▸ Tasks to complete
• 1. List every distinct year mentioned in the description of the El Buit postcard.
• 2. Extend the description of the El Buit postcard, picking up after its final sentence.
--- Quoted passage Enclosed Below ---
View of El Buit from Kudia Federico
Repository: Adrian Shubert Personal Collection, Toronto, Canada
Source:
Spatial coverage: 35° 51' 36" N, 5° 25' 48" W
Date Created: 1913, 1914
Type: Postcards
Extent: 1 item
This postcard issued in 1913 or 1914 shows work on defensive positions to protect the road between Tangiers and Ceuta undertaken by Spanish military engineers in the Protectorate of Morocco. There were numerous military engineering projects across the territory of the Protectorate, and they were destined to serve private initiatives like mining as much as to defend the roads connecting towns in northern Morocco.
The place that appears in the photograph is located in the town of El Biutz and was known as Kudia Federico. Between 1936 and 1940 it was a concentration camp.
--- End of Enclosed Quoted passage ---
--- Recorded data Enclosed Below ---
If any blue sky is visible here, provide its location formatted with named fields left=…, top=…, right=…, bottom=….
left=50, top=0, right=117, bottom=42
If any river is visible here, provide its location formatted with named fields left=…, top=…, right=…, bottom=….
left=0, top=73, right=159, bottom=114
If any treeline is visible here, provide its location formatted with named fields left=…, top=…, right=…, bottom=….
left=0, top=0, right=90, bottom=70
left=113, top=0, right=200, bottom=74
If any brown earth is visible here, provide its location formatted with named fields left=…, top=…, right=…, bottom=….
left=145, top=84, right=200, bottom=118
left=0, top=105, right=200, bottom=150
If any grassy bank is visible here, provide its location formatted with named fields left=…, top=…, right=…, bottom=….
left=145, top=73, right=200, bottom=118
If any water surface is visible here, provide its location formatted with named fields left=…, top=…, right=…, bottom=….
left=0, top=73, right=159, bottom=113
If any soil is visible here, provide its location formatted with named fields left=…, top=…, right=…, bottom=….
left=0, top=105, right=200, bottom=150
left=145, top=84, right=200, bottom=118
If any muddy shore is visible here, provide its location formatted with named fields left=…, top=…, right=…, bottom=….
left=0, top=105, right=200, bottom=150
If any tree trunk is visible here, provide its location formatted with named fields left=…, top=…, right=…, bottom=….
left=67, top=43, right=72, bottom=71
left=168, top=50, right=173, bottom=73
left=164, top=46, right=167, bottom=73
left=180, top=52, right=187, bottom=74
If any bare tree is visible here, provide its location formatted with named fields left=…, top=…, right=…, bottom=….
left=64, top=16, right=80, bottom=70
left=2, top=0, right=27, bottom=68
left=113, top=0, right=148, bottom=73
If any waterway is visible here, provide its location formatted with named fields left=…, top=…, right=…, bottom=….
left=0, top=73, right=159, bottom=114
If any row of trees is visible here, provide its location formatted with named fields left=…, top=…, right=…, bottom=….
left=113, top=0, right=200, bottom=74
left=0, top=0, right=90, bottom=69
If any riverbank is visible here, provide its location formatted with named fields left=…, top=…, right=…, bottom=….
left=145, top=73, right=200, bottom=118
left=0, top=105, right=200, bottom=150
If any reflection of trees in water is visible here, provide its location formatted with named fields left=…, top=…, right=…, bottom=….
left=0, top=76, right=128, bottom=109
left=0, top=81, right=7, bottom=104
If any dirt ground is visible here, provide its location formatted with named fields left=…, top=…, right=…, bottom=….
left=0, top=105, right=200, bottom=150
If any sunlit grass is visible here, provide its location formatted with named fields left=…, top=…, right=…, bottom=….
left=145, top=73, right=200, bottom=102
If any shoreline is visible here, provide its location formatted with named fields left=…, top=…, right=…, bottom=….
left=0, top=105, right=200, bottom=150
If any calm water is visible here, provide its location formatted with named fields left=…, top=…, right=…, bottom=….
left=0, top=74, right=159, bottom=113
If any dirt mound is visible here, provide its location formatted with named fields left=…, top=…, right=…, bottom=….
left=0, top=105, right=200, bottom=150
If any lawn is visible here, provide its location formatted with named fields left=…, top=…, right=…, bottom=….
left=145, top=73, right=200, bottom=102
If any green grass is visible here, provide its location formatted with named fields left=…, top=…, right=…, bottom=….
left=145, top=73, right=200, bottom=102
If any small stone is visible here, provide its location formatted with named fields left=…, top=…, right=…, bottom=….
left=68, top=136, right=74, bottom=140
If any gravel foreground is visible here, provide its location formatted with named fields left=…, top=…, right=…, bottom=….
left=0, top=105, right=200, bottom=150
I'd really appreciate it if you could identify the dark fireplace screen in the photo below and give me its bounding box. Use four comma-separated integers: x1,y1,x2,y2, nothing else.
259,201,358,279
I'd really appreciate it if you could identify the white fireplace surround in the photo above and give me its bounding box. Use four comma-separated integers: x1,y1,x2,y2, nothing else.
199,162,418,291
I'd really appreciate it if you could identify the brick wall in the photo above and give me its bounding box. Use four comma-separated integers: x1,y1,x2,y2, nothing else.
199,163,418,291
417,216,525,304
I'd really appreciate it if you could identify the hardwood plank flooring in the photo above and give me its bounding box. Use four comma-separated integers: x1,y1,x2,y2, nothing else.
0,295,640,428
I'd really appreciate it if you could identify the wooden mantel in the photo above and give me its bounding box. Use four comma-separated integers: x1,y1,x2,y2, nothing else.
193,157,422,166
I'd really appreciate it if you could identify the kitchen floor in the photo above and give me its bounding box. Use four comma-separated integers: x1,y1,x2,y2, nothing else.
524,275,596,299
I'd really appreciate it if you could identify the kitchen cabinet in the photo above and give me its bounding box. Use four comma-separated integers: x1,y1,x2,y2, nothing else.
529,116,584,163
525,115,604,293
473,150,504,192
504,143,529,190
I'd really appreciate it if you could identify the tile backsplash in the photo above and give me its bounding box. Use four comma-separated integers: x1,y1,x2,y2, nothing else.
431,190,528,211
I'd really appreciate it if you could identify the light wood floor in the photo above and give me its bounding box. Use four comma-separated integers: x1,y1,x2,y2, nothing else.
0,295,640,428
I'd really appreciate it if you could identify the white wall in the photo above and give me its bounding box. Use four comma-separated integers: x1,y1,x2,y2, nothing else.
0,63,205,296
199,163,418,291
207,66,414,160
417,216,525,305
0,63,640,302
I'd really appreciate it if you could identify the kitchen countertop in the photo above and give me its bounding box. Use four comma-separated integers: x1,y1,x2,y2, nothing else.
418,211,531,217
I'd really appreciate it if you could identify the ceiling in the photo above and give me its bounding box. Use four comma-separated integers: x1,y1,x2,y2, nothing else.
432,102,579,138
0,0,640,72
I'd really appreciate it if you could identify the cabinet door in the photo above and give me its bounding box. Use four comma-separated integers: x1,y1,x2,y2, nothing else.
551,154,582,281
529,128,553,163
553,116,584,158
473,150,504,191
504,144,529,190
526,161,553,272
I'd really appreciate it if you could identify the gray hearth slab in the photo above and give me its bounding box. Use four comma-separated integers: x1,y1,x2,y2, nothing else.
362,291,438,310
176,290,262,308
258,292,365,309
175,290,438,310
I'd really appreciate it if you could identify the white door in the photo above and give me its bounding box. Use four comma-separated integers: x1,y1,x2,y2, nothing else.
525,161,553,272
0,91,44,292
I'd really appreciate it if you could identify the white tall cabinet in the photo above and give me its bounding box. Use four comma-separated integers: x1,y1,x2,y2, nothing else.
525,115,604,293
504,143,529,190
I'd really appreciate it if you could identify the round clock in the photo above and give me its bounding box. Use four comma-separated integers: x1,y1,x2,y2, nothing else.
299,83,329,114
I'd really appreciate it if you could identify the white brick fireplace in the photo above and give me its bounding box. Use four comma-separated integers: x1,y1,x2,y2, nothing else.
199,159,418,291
--- End of Enclosed Recorded data ---
▸ Answers in order
• 1. 1913, 1914, 1936, 1940

• 2.
At least four of the more than 300 concentration camps spread across Spanish territory, and in which around one million Spaniards would spend time, were located in Morocco. Although this represents only a small proportion of the total, Morocco has the dubious honour of being the site of the very first camp, in Alcazaba de Zeluán, which opened on 19 July 1936. There was also the Zeluán camp, located very close to Melilla, in a place that was part of the historical memory of the Battle of Annual. (In 1921, a Spanish position at the nearby Mount Arruit had been besieged by Moroccan soldiers and its garrison massacred after surrendering.) A third camp, El Mogote, was scarcely three kilometres south of Tetuan. Finally, there was the walled Victoria Grande Fort in Melilla, although this was considered a women’s prison.
These camps were places of confinement, purges, punishment, re-education and extermination of the thousands of Spaniards who passed through them. Many of the prisoners in Morocco were members of workers’ centres in Tangiers and Tetuan and Republican civil servants and political figures. There were also some Jews who supported the Republic. In addition to the hunger, overcrowding, poor hygiene and disease that the prisoners endured, many were victims of the notorious paseos (rides). More than one hundred were shot in El Mogote alone. Other shootings took place in Asila, Chauen, Alcazarquivir, Rincón, Alhucemas, Nador, Castillejos, Río Martín, Bab Tizza, and Targuist.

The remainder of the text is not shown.